§ **TEKS BACAAN**:
------------------------------------------------------------
Otto menilai, rezim berjalan saat sekarang ini sedang mempertontonkan ketidaktahuanya urgensi review, baik ditingkat lokal maupun nasional dalam mencegah mencegah kerakusan rezim. Aspek yuridis banyak hal yang terjadi pelanggaran hukum.

Selanjutnya Sosiolog ini lebih menekankan tentang penegakan HAM masa lalu di Aceh. Karena penegakan HAM itu tidak ada kaitan dengan kepolisian. Demikian juga dengan persoalan pelanggaran syariah, tidak jelas posisi polisi dan WH dalam persoalan pelanggaran syariah Islam di Aceh.

Untuk itu menurut Otto, perlu kajian filosofi, sosiologis dan yuridis kaitan dengan Aceh dalam menyusun RUU, perlu melibatkan keterkaitan antar institusi. Masukan orang Aceh dalam pembahasa RUU, karena Aceh memiliki ciri khas sebagai daerah otonom dan syariah.

Sementara itu Adi Warsidi, Wartawan senior dalam FGD itu menyebutkan, dia menolak revisi RUU ini jika memperluas wewenang kepolisian. Dia juga menjelaskan, saban tahun polisi mendapat peringkat paling atas pelanggaran HAM dan diadukan warga.

Menyinggung soal wewenang aturan siber, Adi Warsidi menyebutkan, wewenang mengawasi dan memblokir dengan aturan siber rentan memutuskan peran wartawan dalam menentukan fakta atau hoak.
------------------------------------------------------------
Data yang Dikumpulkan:
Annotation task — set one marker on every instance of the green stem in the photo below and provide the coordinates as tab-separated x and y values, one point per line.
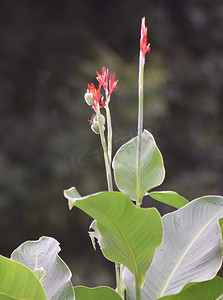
109	133
137	291
140	128
106	156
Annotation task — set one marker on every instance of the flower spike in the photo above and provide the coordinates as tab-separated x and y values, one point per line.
112	84
144	48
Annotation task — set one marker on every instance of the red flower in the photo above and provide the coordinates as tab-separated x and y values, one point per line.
103	79
96	96
112	84
144	48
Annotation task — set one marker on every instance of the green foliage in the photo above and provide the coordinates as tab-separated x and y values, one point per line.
191	250
42	258
152	169
169	197
18	282
129	234
98	293
207	290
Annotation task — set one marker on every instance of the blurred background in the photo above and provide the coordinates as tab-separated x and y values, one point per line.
49	51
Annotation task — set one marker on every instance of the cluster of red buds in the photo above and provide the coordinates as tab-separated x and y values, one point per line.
94	98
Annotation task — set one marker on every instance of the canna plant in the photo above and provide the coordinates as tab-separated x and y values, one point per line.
174	257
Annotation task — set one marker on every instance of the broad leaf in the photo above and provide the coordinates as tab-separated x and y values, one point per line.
18	282
207	290
41	257
98	293
191	250
169	197
129	235
152	168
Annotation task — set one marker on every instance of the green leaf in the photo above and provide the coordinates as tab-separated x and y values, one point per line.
152	168
169	197
129	235
191	250
207	290
41	257
18	282
98	293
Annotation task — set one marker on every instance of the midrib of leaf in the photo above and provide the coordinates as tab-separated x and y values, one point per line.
184	254
133	262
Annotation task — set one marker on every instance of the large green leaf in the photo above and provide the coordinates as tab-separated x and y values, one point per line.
98	293
169	197
18	282
42	258
152	169
130	234
191	250
207	290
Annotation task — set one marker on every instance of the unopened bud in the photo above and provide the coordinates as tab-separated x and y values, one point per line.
88	97
101	118
95	127
95	124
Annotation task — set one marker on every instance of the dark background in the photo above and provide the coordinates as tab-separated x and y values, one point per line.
49	51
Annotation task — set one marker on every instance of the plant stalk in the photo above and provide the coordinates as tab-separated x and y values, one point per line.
107	148
140	129
106	156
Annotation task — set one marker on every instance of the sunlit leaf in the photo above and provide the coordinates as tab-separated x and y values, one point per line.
152	168
129	235
42	258
18	282
169	197
207	290
191	250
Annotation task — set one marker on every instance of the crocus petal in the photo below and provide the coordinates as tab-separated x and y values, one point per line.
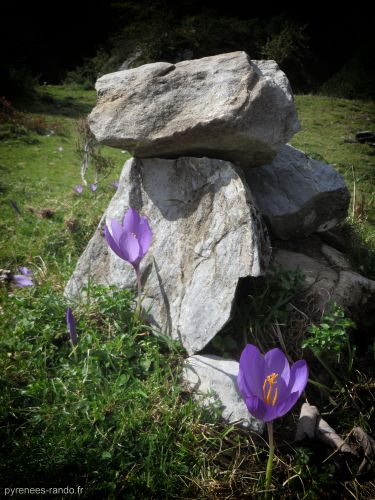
242	385
256	407
252	366
25	270
112	243
71	325
299	373
131	221
144	235
117	230
276	362
21	281
129	246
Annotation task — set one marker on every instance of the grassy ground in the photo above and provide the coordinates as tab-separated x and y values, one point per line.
111	416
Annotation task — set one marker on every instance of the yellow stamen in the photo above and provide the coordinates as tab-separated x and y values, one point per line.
267	394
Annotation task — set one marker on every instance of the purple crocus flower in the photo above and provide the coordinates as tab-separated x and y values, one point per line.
269	386
24	279
71	326
131	240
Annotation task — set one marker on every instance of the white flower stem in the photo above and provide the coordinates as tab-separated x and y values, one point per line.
270	458
139	284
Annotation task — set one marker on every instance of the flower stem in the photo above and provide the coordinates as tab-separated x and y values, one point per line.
139	284
270	458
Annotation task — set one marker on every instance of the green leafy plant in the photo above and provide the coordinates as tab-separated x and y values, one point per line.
330	337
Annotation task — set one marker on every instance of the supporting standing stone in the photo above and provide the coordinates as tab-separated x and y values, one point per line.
297	195
206	235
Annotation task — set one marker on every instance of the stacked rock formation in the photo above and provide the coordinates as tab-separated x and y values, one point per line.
211	163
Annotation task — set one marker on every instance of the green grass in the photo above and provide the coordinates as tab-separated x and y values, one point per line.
328	128
111	416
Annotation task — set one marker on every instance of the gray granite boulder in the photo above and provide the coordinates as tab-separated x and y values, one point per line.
297	195
214	380
328	278
223	106
206	235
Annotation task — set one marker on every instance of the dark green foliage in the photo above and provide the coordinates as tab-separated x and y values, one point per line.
355	80
152	31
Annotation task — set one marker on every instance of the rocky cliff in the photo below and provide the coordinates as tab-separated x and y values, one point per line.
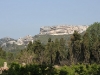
62	29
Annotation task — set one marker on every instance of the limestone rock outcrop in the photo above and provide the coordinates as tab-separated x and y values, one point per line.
62	29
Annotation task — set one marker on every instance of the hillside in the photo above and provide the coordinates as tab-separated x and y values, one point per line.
46	32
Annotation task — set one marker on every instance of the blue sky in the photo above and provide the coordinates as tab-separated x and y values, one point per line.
19	18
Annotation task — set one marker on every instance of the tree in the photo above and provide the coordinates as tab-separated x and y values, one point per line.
75	47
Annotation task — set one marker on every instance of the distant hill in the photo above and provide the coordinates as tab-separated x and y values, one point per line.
46	32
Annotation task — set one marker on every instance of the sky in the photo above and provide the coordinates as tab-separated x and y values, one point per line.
19	18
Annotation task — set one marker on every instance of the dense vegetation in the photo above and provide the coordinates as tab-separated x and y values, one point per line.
81	54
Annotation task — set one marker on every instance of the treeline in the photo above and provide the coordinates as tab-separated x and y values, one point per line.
32	69
80	49
5	56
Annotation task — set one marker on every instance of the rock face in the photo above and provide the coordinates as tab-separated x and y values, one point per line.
61	30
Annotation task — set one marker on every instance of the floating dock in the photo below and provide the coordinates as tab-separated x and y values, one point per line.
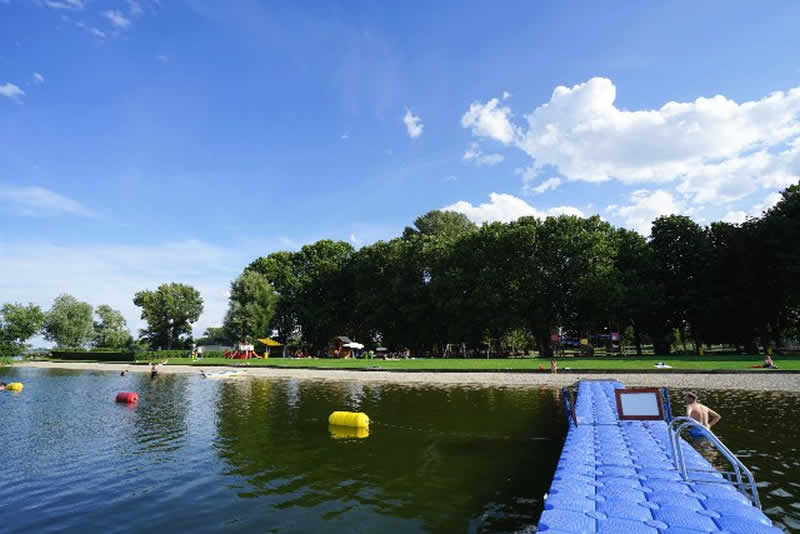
619	476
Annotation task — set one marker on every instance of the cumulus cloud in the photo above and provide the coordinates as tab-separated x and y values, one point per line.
413	124
547	185
503	207
474	154
715	149
134	8
9	90
735	217
74	5
489	120
768	202
644	207
117	18
38	201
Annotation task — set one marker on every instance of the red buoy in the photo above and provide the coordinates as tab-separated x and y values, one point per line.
127	397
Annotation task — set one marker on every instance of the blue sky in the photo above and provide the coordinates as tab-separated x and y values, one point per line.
143	142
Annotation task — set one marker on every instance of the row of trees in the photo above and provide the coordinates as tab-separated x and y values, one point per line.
68	323
446	280
168	312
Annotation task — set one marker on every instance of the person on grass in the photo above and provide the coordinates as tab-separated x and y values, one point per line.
700	412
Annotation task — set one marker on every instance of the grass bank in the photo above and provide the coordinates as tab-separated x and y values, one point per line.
628	363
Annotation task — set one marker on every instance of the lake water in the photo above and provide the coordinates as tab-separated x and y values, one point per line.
257	455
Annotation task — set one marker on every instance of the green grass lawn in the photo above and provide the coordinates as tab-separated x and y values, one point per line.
742	362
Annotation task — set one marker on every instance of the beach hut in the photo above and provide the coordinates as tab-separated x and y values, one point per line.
271	346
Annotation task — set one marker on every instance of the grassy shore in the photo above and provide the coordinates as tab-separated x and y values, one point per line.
707	363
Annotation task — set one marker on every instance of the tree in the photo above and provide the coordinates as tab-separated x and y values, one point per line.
681	249
169	312
252	305
111	330
18	323
68	323
214	335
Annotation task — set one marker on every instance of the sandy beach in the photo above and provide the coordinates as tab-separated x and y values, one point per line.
744	381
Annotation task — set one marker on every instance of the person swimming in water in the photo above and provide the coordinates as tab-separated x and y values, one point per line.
700	412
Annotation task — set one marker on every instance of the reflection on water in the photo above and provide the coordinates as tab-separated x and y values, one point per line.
763	430
255	455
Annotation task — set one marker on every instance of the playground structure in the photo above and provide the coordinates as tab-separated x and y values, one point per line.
244	351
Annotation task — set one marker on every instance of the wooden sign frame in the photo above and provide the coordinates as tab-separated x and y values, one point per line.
618	393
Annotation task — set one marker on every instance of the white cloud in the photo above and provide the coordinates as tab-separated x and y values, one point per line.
65	4
116	18
474	154
768	202
735	217
135	8
715	149
36	201
489	121
506	208
413	124
547	185
9	90
94	31
646	206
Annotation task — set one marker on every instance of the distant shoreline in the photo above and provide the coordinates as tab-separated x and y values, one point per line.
716	380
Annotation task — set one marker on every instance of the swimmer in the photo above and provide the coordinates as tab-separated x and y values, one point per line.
700	412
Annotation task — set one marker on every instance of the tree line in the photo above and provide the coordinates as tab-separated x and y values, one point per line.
447	281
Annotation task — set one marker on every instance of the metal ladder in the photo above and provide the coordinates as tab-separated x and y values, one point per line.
740	476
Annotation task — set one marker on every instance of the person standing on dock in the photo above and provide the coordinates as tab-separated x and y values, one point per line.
700	412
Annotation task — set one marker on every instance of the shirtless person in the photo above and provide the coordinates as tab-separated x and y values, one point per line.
700	412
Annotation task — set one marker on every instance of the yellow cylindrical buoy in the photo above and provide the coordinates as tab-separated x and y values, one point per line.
350	419
348	432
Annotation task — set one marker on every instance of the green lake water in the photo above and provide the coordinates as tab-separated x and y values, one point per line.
257	455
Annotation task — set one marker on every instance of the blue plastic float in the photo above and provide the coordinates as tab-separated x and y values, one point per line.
619	476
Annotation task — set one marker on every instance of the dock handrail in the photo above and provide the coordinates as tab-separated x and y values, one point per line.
677	425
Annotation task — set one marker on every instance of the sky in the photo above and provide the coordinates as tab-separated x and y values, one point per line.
148	141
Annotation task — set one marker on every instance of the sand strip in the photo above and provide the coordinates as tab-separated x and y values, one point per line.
718	380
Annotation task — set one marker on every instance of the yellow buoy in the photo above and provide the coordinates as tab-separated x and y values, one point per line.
351	419
348	432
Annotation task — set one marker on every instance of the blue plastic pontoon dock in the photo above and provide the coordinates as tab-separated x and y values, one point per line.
620	477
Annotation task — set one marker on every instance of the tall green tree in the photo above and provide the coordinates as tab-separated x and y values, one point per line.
69	323
110	331
251	307
18	323
279	269
169	312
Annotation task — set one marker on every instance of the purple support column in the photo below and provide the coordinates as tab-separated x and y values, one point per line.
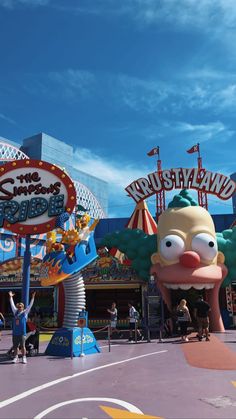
------------------------------------------------------------
§ **ARAHAN SINGKAT A**: Salinlah kembali seluruh bagian teks tentang pembahasan RUU dan Aceh mulai dari "Otto menilai, rezim" hingga "Islam di Aceh.". Gantilah kata "rezim" dengan "pemerintah".
§ **ARAHAN SINGKAT B**: Teruskan teks tentang pembahasan RUU dan Aceh, dimulai setelah kalimat terakhir yang tercantum.

§ **JAWABAN TERTULIS A**:
Otto menilai, pemerintah berjalan saat sekarang ini sedang mempertontonkan ketidaktahuanya urgensi review, baik ditingkat lokal maupun nasional dalam mencegah mencegah kerakusan pemerintah. Aspek yuridis banyak hal yang terjadi pelanggaran hukum.

Selanjutnya Sosiolog ini lebih menekankan tentang penegakan HAM masa lalu di Aceh. Karena penegakan HAM itu tidak ada kaitan dengan kepolisian. Demikian juga dengan persoalan pelanggaran syariah, tidak jelas posisi polisi dan WH dalam persoalan pelanggaran syariah Islam di Aceh.

§ **JAWABAN TERTULIS B**:
Dia juga mempertanyakan wewenang penyadapan tanpa perlu izin. Serta persoalan lainya yang disentil Adi Warsidi, seperti masih adanya tumpang tindik dengan lembaga terkait. Wartawan senior ini juga mengungkapkan salah satu kasus di Aceh, yakni kasus keuchik Munirwan Aceh Utara yang berujung tanpa closing.

Sementara itu, Arman Fauzi (Ketua Komisi Informasi Aceh) menyebutkan, hingga saat ini kepolisian belum tercapai kualifikasi sebagai lembaga infomatif publik. Menyinggung soal RUU yang akan dibahas dan disahkan ini, dia meminta untuk tidak terburu-buru mensahkan RUU ini.

Karena menurutnya, RUU ini momentum konsolidasi sipil dalam memberi warna UU kepolisian ke depan, UU mampu memisahkan antara penegakan hukum dengan pelayanan keamanan.

Sementara itu, Putri Nofriza, S.Si, M.Si (Komisioner Komisi Penyiaran Indonesia Aceh) menilai, kewenangan polisi seluas langit dan bumi, namun kontrolnya terbatas. Selain itu dia menambahkan idealnya ada satu sistem digital mereport kasus per kasus telah sampai dimana prosesnya dan bisa online.

Demikian dengan Azharul Husna (Koordinator KontraS Aceh), dia mengkhawatirkan lemahnya pengawasan. Pasca reformasi ideal sudah menjadi polisi sipil, namun kenyataanya dilapangan belum mengambarkan prilaku polisi sipil, oknum oknum di lapangan masih belum menerapkanya.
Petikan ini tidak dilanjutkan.